#### [WORK INSTRUCTIONS]
Search the records for lines that contain the word "positive". Copy them all.

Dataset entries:
== == ==

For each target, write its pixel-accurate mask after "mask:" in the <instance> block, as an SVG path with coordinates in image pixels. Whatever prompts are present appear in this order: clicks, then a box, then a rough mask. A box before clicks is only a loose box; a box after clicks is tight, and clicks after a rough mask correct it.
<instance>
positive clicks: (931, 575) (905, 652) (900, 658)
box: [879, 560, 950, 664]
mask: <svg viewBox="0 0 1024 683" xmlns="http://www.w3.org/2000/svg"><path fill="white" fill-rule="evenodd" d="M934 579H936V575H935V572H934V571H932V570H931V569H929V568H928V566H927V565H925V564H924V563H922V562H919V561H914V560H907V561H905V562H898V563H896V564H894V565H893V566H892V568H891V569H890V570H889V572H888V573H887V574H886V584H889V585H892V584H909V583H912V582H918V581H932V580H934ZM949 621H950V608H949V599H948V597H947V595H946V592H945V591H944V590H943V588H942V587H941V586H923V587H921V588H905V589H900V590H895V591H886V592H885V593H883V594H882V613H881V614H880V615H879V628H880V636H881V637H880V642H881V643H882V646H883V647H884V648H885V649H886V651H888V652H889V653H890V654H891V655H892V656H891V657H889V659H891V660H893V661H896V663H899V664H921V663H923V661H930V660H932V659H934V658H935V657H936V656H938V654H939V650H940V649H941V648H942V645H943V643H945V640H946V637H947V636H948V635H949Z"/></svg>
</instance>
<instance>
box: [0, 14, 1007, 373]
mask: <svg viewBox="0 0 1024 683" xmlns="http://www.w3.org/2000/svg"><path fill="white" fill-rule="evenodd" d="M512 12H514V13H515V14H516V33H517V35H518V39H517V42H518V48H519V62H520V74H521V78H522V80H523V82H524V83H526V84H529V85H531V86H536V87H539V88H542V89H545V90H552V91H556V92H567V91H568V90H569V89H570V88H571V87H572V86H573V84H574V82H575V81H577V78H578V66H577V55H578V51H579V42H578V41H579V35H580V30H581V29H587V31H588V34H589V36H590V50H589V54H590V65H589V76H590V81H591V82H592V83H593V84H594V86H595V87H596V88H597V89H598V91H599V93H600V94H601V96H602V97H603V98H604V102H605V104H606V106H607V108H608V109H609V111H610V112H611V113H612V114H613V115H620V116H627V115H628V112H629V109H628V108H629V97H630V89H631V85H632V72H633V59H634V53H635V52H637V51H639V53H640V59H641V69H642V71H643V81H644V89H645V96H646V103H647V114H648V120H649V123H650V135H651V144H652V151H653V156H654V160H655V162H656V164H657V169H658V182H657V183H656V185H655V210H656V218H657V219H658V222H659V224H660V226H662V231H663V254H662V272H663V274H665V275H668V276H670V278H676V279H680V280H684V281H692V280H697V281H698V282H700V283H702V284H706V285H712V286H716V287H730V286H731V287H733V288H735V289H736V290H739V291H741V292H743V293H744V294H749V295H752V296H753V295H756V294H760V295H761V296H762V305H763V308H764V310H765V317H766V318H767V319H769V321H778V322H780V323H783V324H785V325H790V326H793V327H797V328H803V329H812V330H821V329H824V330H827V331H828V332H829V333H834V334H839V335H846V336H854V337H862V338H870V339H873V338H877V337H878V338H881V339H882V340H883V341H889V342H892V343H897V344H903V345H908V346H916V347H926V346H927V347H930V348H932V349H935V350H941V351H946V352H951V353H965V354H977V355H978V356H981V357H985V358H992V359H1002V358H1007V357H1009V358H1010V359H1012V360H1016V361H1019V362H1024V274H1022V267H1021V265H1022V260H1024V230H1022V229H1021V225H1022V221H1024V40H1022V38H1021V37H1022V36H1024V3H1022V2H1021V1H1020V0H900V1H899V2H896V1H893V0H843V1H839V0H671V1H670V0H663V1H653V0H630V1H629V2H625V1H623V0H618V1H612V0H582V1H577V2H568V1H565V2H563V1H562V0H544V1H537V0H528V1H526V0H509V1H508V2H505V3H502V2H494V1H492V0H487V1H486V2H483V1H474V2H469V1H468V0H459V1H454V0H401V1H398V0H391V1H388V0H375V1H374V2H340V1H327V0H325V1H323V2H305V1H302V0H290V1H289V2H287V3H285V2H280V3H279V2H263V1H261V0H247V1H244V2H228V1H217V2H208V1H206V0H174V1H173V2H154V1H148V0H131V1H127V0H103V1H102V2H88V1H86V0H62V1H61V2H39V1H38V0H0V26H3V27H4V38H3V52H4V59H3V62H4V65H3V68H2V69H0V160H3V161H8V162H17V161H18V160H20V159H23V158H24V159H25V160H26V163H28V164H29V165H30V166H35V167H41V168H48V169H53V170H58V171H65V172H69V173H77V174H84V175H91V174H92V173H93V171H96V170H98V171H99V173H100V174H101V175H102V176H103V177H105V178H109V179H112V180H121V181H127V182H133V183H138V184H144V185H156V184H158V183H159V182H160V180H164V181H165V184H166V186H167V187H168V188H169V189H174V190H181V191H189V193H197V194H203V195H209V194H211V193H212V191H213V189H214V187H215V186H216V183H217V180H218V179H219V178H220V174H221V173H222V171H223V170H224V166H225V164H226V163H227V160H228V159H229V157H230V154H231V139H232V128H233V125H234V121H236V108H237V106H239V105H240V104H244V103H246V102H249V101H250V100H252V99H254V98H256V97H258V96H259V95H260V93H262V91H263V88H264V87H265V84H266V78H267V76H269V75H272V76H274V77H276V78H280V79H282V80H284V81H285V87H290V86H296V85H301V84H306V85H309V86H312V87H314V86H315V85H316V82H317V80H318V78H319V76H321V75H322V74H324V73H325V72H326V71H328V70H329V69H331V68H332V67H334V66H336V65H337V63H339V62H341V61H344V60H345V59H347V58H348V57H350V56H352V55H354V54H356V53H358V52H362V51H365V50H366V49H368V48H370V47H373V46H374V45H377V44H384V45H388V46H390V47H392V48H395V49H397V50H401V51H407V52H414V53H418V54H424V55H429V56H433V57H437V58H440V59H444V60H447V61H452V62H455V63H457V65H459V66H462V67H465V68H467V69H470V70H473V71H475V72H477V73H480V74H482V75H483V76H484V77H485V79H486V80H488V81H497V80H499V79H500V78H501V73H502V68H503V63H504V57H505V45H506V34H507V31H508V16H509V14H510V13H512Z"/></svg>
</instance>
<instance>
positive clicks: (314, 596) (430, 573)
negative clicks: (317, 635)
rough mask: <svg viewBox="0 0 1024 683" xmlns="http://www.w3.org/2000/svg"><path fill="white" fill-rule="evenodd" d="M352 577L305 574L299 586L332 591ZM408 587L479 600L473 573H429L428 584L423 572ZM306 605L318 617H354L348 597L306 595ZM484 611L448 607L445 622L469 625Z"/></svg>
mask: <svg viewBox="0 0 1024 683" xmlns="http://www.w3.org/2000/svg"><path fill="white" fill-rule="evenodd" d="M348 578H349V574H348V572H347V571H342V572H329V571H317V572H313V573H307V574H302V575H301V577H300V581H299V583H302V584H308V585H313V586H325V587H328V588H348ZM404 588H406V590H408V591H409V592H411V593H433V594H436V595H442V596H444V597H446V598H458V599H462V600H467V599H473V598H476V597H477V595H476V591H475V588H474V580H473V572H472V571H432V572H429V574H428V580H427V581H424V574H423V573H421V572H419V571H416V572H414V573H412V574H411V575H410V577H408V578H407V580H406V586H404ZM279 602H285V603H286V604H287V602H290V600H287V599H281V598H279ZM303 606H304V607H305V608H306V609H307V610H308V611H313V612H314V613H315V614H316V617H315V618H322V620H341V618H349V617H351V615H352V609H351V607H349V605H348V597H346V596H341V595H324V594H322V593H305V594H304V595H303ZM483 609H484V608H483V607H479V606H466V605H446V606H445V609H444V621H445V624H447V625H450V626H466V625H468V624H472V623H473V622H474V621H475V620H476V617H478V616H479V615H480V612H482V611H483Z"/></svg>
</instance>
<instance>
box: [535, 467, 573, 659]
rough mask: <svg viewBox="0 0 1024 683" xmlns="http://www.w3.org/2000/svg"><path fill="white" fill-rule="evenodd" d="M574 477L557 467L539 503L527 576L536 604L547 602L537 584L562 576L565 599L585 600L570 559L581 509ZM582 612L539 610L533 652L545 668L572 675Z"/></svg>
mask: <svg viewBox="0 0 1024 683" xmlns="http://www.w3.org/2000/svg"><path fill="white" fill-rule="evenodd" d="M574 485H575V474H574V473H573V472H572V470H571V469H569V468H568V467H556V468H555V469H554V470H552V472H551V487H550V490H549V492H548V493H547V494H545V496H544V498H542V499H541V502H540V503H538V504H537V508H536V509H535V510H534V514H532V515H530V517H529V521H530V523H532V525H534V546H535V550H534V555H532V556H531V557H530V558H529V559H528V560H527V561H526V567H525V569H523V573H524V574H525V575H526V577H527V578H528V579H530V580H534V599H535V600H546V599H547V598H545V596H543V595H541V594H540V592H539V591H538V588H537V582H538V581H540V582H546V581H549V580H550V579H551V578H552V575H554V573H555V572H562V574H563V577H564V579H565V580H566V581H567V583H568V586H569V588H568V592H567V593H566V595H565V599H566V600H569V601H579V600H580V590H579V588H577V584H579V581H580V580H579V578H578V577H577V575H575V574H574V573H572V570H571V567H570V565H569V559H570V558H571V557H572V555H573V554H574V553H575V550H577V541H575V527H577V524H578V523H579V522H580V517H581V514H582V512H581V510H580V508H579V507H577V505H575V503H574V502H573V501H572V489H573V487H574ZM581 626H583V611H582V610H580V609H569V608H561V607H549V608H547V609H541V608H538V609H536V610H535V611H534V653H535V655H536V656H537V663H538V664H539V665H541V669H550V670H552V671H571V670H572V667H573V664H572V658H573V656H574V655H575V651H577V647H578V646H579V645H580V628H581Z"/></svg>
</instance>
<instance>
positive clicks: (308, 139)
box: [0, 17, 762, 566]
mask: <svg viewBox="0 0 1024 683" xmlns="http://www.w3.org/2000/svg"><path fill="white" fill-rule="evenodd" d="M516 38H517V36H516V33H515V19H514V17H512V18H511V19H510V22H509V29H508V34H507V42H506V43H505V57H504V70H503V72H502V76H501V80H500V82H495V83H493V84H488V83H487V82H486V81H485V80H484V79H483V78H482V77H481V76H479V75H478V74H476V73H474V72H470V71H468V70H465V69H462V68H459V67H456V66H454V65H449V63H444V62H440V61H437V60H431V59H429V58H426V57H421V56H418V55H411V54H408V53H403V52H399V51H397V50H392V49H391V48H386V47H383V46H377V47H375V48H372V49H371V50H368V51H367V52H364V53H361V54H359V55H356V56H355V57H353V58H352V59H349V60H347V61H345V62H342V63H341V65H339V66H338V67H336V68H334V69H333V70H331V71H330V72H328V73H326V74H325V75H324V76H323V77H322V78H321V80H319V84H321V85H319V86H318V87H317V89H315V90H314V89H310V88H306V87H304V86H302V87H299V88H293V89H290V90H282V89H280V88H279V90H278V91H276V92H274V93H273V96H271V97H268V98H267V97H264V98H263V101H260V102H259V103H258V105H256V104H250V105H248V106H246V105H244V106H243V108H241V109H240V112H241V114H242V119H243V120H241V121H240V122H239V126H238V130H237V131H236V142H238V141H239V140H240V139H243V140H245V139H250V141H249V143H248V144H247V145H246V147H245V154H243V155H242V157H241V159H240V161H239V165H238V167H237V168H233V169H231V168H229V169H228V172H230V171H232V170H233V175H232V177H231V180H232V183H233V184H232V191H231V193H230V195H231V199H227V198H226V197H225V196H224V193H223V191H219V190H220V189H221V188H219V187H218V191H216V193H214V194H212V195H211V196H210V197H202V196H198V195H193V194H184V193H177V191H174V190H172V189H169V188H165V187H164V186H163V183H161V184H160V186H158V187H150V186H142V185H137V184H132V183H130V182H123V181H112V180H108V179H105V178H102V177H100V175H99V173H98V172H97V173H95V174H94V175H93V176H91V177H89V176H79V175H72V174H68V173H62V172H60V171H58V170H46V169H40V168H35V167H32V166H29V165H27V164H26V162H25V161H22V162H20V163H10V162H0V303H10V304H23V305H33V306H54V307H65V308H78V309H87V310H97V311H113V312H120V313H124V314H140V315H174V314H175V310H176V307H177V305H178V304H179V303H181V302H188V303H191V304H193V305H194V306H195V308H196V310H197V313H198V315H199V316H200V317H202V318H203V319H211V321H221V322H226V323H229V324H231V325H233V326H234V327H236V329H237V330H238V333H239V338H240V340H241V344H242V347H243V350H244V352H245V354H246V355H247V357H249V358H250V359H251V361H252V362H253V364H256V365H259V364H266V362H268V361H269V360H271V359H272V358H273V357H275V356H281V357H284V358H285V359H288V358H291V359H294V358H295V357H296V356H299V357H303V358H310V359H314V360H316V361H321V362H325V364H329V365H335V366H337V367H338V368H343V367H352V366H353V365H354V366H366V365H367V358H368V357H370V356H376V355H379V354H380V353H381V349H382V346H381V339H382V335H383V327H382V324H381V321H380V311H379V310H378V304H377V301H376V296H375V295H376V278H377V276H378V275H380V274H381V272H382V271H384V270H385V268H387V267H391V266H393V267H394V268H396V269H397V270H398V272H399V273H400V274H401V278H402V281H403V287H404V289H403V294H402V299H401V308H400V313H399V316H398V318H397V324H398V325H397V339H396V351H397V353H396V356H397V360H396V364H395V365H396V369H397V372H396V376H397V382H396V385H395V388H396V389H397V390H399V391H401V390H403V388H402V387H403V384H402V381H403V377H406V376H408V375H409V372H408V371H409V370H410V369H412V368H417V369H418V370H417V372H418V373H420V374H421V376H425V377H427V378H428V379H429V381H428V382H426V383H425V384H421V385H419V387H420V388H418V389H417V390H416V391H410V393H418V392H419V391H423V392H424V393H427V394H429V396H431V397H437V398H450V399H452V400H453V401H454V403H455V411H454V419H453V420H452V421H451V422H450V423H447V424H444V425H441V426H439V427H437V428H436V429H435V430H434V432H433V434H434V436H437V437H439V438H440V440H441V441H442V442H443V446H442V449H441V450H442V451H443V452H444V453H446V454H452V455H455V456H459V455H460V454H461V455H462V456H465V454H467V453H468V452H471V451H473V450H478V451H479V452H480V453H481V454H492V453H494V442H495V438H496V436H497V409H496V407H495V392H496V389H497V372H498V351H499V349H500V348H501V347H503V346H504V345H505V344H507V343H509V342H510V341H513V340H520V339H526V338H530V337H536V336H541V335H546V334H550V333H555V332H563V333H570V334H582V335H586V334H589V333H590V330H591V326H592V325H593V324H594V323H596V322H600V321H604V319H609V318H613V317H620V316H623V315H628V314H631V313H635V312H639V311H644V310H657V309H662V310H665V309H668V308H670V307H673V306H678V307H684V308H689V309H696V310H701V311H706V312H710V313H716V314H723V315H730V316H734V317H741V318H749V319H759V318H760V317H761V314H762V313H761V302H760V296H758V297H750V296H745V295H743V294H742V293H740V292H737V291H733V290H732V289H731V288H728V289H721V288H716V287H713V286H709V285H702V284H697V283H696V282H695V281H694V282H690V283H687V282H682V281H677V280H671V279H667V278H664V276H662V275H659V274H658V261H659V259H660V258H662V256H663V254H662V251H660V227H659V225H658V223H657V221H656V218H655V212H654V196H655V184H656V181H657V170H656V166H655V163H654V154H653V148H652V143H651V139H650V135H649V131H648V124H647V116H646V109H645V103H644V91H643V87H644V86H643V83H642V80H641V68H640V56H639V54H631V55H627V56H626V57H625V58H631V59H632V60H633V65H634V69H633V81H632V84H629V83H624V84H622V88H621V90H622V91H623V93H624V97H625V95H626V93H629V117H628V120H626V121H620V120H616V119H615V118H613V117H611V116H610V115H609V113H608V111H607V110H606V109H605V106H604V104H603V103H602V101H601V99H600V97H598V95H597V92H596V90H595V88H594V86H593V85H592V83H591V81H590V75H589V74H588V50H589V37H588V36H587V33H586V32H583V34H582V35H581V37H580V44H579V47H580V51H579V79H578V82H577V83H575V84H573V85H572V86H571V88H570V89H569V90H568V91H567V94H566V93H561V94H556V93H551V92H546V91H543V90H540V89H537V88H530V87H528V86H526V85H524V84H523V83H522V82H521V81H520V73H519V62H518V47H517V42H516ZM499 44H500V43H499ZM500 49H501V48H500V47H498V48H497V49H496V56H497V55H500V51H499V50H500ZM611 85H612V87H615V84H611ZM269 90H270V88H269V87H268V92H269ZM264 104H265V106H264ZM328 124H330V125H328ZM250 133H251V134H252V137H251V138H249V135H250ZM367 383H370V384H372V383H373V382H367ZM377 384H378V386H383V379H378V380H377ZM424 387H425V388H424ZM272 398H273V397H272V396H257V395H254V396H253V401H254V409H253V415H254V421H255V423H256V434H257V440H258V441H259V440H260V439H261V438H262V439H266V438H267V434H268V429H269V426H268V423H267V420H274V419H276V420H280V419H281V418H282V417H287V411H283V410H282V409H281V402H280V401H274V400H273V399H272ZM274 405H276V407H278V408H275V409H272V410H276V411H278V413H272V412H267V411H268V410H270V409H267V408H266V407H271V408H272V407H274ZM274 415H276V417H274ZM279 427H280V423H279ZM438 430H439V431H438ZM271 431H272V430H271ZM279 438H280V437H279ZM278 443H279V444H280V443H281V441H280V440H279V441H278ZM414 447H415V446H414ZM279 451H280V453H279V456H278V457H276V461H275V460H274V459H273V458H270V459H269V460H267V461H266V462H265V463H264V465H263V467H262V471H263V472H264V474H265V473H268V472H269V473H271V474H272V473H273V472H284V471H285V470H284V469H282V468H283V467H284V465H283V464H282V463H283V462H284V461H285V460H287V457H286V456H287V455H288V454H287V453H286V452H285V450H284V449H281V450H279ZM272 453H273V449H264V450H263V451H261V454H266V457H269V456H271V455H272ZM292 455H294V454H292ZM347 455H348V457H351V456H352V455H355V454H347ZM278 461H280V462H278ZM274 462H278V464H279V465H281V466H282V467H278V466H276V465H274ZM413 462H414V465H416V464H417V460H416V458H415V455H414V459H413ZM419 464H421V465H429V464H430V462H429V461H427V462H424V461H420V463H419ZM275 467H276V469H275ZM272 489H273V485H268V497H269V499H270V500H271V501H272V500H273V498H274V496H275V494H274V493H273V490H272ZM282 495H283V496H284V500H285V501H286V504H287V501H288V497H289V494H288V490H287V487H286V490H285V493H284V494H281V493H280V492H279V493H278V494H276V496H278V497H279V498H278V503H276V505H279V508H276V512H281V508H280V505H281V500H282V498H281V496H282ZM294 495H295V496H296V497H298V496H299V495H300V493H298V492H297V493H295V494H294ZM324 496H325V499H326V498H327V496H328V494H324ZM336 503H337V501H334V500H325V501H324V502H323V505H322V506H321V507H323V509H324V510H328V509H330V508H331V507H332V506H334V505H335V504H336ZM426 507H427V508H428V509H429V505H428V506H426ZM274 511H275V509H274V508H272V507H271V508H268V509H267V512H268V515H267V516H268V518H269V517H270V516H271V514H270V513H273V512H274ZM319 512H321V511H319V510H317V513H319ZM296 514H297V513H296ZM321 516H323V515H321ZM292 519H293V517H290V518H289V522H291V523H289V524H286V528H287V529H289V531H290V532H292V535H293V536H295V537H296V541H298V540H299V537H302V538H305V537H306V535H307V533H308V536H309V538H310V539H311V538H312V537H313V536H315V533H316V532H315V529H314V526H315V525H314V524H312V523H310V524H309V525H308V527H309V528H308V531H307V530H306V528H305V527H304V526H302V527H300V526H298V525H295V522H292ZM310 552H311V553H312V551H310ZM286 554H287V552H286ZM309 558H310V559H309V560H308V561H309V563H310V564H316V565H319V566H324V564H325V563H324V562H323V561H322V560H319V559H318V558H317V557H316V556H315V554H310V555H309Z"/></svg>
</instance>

== == ==

#### [RESULT FOR THIS EXERCISE]
positive clicks: (931, 575) (905, 652) (900, 658)
positive clicks: (314, 596) (430, 573)
positive clicks: (308, 139)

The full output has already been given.